Bahasa Melayu mengakar jauh dari perjalan sejarah Kerajaan Moloyu, Kerajaan Sriwijaya hingga Kerajaan Melaka. Dan penggunaan bahasa Melayu secara lebih menyebar dan lebih kukuh memang digunakan pada era Kejaan Kerajaan Melaka diantara abad 12 Masehi hingga awal abad 16 Masehi dan kemudian diteruskan pada era Kerajaan Johor-Riau.

Karena kawasan Melaka dan Johor-Riau merupakan jalur lalu lintas perdagangan yang sangat ramai pada masanya maka bahasa Melayu memainkan peranan sebagai bahasa pemersatu dari berbagai macam suku yang terdapat di bumi Nusantara sebagai pembeda mereka dengan orang-orang dari Siam (Thailand), China ataupun India dan Arab. Sehingga setiap pedagang setidaknya mampu berkomunikasi dengan bahasa Melayu.

Penyebaran bahasa Melayu secara tidak langsung juga terjadi saat para peniaga dari negeri Arab yang juga datang untuk menyebarkan ajaran Agama Islam. Kawasan pertama yang mereka temui adalah kawasan berbahasa Melayu dan dengan mempelajari bahasa Melayu itulah kemudian hari mereka menyebar keseluruh pelosok Nusantara untuk mengajarkan tentang ilmu Islam dan sekaligus membawa bahasa Melayu.

Pada masa kejayaan Kerajaan seperti Moloyu dan Sriwijaya, bahasa Sanskerta yang dianggap bahasa sakral bagi penduduk perlahan-lahan telah menjelma menjadi bahasa Melayu. Mungkin dikarenakan persaingan antara Kerajaan Cola dan Kerajaan Sriwijaya dikemudian hari, bahasa Sriwijaya menjelma perlahan menjadi bahasa Melayu dan meninggalkan perlahan-lahan bahasa lama mereka yaitu bahasa Sanskerta. Namun penelitian lebih lanjut memang harus terus dikaji terkait masalah ini.

### Data yang Ditampilkan

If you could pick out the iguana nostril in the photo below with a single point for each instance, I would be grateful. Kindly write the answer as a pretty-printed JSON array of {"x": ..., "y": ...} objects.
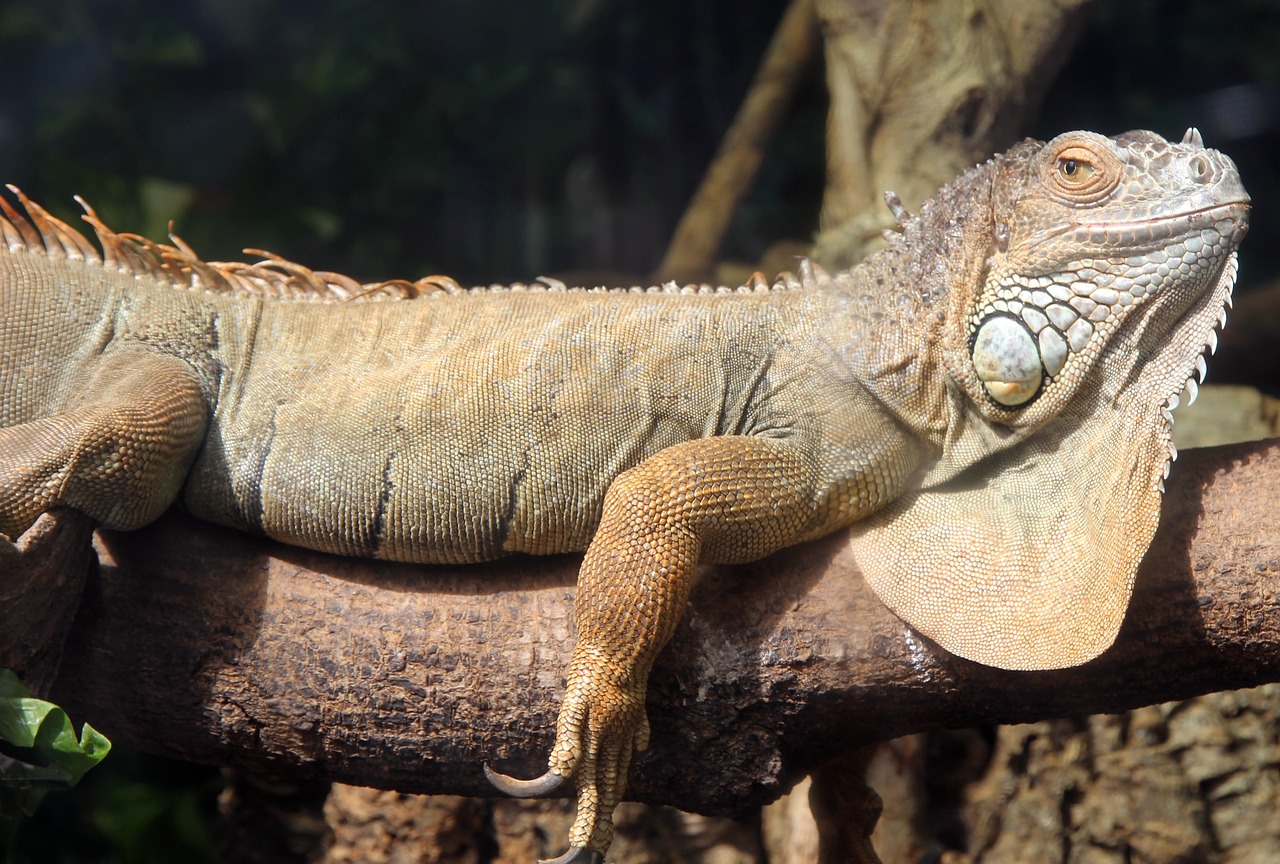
[{"x": 1201, "y": 169}]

### Tugas Anda
a - Dalam bacaan tentang sejarah bahasa Melayu, pada era kerajaan apa penggunaan bahasa Melayu diteruskan setelah era Kerajaan Melaka?
b - Teruskan bacaan tentang sejarah bahasa Melayu mulai dari kalimat sesudah kalimat terakhirnya.

### Kumpulan Jawaban
a - Kerajaan Johor-Riau.

b -
Bahasa Melayu aksen “a” dan “e” pada dasarnya tidak serta merta menggeser bahasa asli suatu daerah, namun bahasa Melayu terutama aksen “a” di Indonesia digunakan hanya sebagai bahasa pemersatu tanpa menepikan bahasa asli daerah masing-masing. Hal ini juga berlaku di Malaysia, dimana setiap daerah memiliki logat masing-masing namun bahasa pemersatu mereka adalah bahasa Melayu dengan aksen “e” namun tidak menepikan aksen “a” disaat bersamaan.

Kini memang tak dapat dipungkiri bahwa sebagian besar penduduk di Indonesia dengan serta merta menganggap bahwa bahasa Melayu aksen “a” tidak boleh tidak merupakan bahasa yang berasal dari Indonesia. Padahal jika kita lebih bijak dan teliti, kita melihat bahwa bahasa Melayu aksen “a” telah tersebar jauh sebelum para penjajah datang memisahkan kawasan Nusantara yang terdiri atas Indonesia, Singapura, Malaysia, Brunei Darussalam dan Filipina Selatan.

Menulis tentang sejarah bahasa Melayu sebagai lingua franca bagi Indonesia dan Malaysia ini membuat saya menggunakan imajinasi tingkat tinggi, kenapa bahasa Melayu bisa dengan mudah tersebar di seluruh pelosok Nusantara. 

Mungkin suatu ketika dahulu sebelum berdirinya kerajaan Moloyu dan Sriwijaya, pernah terdapat sebuah Kerajaan yang berasal dari Nusantara ini dan menguasai kawasan diluar daerah Nusantara sendiri, kita pernah berkuasa di India Selatan, kita pernah berkuasa di Taiwan, Vietnam, Myanmar dan Thailand. Namun akhirnya kekuasaan kita harus pudar dan justru kemudian hari kita yang dirongrong kekuasaan Kerajaan Cola (India). Hingga akhirnya dikemudian hari ketika datang para peniaga yang membawa kembali bahasa Melayu untuk menggeser penggunaan bahasa Sanskerta di kawasan yang dulu merupakan satu Kerajaan itu, kita dengan serta merta menerima bahasa tersebut karena bahasa Melayu itu merupakan bahasa pemersatu kita jauh sebelum berdirinya Sriwijaya dan tentu saja jauh sebelum datangnya bangsa penjajah ke negeri kita.

Bahasa Melayu bahkan terdapat juga di Madagaskar ini yang membuat saya berfikir bahwa nenek moyang kita dahulu merupakan orang-orang hebat yang menaklukkan banyak Kerajaan lain. Penggunaan bahasa Melayu di Indonesia, Malaysia, Singapura dan Brunei Darussalam pada hari ini tak lain dan tak bukan hanyalah sebagai urutan pengembalian kejayaan bangsa Nusantara seperti sedia kala pada saat kita pernah merentas laut luas hingga ke Madagaskar (selatan Afrika).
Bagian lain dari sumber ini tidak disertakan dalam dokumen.